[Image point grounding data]
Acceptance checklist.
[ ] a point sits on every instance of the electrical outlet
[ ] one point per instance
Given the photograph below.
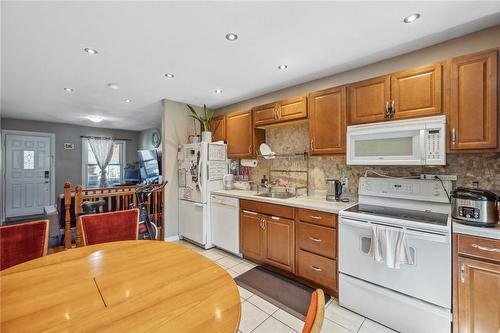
(442, 177)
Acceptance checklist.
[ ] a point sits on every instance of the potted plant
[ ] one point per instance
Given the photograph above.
(205, 121)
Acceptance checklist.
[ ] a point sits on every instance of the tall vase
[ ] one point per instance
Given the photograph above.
(206, 136)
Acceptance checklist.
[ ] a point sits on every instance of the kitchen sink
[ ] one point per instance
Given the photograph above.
(279, 195)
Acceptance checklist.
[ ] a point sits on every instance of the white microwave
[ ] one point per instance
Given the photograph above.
(402, 142)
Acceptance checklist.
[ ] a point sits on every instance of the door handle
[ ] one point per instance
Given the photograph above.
(317, 240)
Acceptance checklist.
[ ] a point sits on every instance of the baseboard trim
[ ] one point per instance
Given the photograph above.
(172, 238)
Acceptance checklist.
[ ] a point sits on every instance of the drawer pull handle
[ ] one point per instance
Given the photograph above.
(484, 248)
(317, 240)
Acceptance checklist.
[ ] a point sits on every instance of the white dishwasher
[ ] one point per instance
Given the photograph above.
(225, 219)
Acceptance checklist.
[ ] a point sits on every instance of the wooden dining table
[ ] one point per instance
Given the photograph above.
(129, 286)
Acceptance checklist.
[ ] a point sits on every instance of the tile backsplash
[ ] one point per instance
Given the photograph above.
(481, 167)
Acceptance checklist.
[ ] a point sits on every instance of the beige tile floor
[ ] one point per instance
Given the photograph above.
(260, 316)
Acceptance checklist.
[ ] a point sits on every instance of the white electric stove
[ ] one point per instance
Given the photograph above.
(414, 298)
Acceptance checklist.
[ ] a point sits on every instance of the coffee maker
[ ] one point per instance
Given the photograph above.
(334, 189)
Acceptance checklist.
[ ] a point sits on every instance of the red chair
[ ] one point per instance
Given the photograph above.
(23, 242)
(316, 313)
(109, 227)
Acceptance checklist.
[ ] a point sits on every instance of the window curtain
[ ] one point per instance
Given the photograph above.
(102, 148)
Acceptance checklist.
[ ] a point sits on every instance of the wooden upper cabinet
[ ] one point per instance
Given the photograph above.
(292, 109)
(265, 114)
(473, 102)
(281, 111)
(367, 100)
(478, 296)
(239, 134)
(280, 243)
(218, 128)
(327, 121)
(417, 92)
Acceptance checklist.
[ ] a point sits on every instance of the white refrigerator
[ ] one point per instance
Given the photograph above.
(201, 168)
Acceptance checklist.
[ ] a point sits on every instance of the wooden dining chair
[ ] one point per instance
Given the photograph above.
(316, 313)
(109, 227)
(23, 242)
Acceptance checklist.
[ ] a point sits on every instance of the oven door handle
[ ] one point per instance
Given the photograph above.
(409, 232)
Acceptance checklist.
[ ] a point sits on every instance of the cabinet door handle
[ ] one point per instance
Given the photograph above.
(484, 248)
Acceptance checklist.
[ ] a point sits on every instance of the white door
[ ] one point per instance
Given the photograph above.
(27, 174)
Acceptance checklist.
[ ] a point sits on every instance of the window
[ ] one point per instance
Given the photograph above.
(91, 171)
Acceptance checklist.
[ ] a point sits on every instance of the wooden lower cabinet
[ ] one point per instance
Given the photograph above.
(476, 292)
(282, 237)
(280, 243)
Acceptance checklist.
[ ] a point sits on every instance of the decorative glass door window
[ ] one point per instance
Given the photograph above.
(28, 159)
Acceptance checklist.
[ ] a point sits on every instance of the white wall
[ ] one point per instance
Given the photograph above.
(176, 127)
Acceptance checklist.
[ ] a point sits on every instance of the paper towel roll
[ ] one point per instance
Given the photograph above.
(249, 163)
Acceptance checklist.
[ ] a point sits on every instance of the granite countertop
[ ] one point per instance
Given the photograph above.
(487, 232)
(315, 202)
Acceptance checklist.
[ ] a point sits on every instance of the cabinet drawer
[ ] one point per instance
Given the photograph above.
(316, 217)
(317, 239)
(479, 247)
(318, 269)
(268, 209)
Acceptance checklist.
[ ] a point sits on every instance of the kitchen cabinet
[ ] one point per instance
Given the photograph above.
(279, 112)
(242, 139)
(327, 121)
(476, 291)
(473, 114)
(251, 235)
(267, 234)
(406, 94)
(317, 248)
(218, 128)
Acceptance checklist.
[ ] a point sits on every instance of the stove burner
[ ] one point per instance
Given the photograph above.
(402, 214)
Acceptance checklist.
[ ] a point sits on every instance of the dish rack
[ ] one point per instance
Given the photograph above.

#### [ABOUT THIS EXERCISE]
Show me all lines in the records that contain "chair".

#### [RESPONSE BELOW]
[ ] a point sits on every instance of the red chair
[ ] a point sits on every instance of the wooden dining chair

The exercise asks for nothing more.